=== DIRECTIONS ===
From the line with "Look at the UI above and find the overcast" to the line with "[89,132,138,199]" below, write out every line again, requests included, and scale each bounding box coordinate in the answers by 0.45, rounding to whole numbers with halves rounded up.

=== INPUT ===

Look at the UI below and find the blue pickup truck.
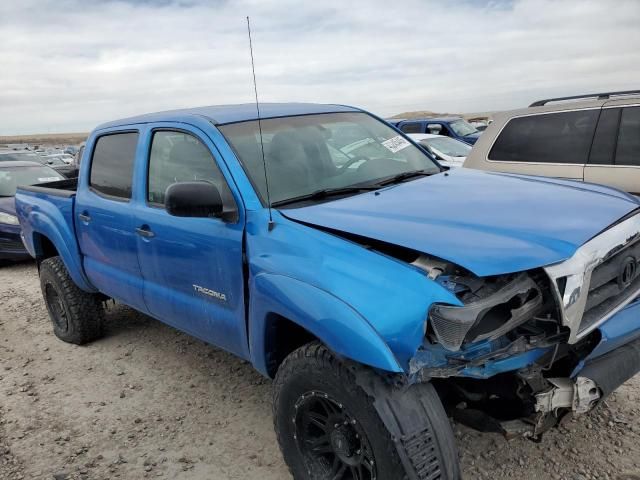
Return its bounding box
[16,104,640,480]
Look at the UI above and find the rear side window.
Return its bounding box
[89,132,138,200]
[489,110,598,164]
[400,122,422,133]
[589,108,620,165]
[616,107,640,166]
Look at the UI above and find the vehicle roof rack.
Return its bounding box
[529,90,640,107]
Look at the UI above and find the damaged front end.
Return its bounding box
[402,212,640,439]
[409,255,601,439]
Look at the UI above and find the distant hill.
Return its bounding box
[390,110,492,120]
[0,133,89,145]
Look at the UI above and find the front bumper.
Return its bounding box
[536,299,640,422]
[0,225,31,260]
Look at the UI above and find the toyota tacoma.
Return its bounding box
[16,103,640,480]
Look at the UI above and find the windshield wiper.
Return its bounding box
[376,170,439,187]
[272,184,380,207]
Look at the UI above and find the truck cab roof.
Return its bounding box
[97,103,360,130]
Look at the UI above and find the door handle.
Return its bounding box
[136,225,156,238]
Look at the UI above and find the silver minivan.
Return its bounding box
[464,90,640,194]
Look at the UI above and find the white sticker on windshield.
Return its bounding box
[382,135,411,153]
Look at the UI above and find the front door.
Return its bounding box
[75,131,146,312]
[134,126,247,356]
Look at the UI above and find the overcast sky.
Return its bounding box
[0,0,640,135]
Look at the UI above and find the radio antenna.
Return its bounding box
[247,16,274,230]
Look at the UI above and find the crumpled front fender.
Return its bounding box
[249,273,402,375]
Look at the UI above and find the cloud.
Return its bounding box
[0,0,640,134]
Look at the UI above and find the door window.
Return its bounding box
[147,130,235,212]
[89,132,138,200]
[589,108,620,165]
[489,110,598,164]
[616,107,640,166]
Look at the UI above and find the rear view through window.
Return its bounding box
[489,110,598,164]
[89,132,138,199]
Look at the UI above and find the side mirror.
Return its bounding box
[427,123,442,135]
[164,182,222,217]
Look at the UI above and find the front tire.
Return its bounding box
[40,257,104,345]
[273,342,459,480]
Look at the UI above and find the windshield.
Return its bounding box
[449,120,478,137]
[219,112,440,203]
[0,152,42,163]
[0,166,64,197]
[40,157,66,166]
[420,137,471,157]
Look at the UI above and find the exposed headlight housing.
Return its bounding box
[429,273,543,351]
[0,212,20,225]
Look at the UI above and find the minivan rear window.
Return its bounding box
[616,107,640,166]
[489,110,598,164]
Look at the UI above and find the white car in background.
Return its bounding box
[407,133,471,168]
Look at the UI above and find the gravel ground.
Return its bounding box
[0,263,640,480]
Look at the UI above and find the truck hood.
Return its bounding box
[281,168,640,276]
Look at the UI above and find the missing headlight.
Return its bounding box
[429,273,544,351]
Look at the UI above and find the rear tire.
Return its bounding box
[40,257,104,345]
[273,342,459,480]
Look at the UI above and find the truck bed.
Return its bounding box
[19,178,78,197]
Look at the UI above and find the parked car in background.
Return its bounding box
[407,133,471,168]
[394,117,481,145]
[0,161,64,261]
[464,90,640,194]
[63,145,80,157]
[42,153,73,169]
[469,120,489,132]
[16,103,640,480]
[0,150,78,178]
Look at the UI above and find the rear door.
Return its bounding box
[584,104,640,194]
[486,108,600,180]
[75,130,146,311]
[134,124,247,357]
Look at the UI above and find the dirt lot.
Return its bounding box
[0,263,640,480]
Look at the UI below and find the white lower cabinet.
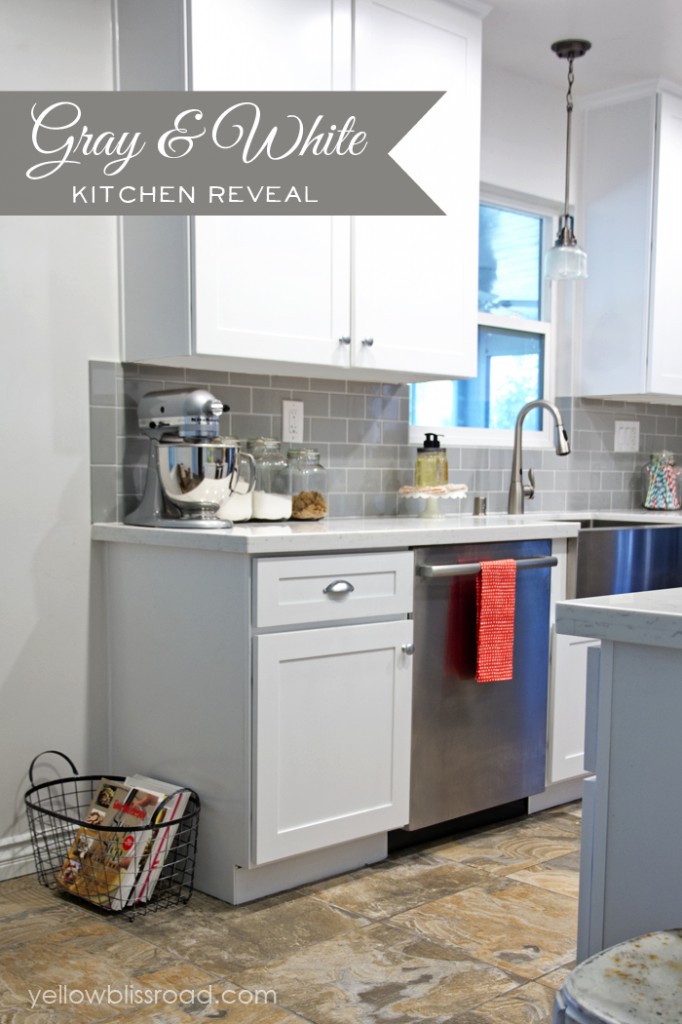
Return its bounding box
[102,540,414,903]
[254,621,412,864]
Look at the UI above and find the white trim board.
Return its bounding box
[0,833,36,882]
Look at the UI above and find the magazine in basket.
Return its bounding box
[57,778,167,910]
[126,775,189,903]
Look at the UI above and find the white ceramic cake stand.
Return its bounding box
[398,483,468,519]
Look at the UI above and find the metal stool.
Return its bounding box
[553,929,682,1024]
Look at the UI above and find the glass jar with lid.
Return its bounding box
[288,449,329,519]
[642,452,682,511]
[248,437,291,521]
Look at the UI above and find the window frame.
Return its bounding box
[409,185,560,449]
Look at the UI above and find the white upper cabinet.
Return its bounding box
[580,93,682,402]
[118,0,482,381]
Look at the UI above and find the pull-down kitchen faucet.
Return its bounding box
[507,398,570,515]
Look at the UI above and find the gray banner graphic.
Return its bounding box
[0,92,442,216]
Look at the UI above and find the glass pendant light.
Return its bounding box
[545,39,592,281]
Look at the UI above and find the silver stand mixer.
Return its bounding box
[125,388,255,529]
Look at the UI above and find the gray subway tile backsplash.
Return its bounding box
[90,361,682,522]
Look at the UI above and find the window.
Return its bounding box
[410,192,552,445]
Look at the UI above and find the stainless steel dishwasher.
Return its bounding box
[408,541,556,830]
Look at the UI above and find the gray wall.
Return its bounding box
[90,362,682,522]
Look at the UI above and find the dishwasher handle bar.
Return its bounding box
[417,555,558,577]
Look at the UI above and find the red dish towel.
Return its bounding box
[476,558,516,683]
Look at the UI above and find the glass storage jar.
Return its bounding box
[642,452,682,511]
[248,437,291,521]
[288,449,329,519]
[218,437,255,522]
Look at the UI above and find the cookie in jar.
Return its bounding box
[287,447,329,520]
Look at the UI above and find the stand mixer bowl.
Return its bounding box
[158,438,240,519]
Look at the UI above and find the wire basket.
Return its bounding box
[25,751,201,918]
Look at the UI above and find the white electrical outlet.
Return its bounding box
[613,420,639,452]
[282,399,303,442]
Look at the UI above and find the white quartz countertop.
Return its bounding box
[92,514,579,555]
[556,587,682,647]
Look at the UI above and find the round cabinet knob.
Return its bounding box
[323,580,355,594]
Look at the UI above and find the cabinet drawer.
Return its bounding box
[254,551,414,629]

=== SOLUTION BELOW ===
Look at the UI above and find the overcast sky.
Return its bounding box
[0,0,288,61]
Look at the UI above and find the radio antenna.
Return its bounding box
[111,7,123,104]
Look at the UI above and find the crumpled front fender.
Return its bounding box
[112,123,181,169]
Look at the UI above and find the cloud.
Return its bounding box
[0,0,288,60]
Look at the UI above and find the door window.
Return its bounding box
[66,59,106,95]
[40,59,62,90]
[265,49,279,74]
[220,50,269,74]
[277,48,288,75]
Look at the UI above and find the rear view through window.
Return its bounding box
[220,50,269,74]
[40,59,62,90]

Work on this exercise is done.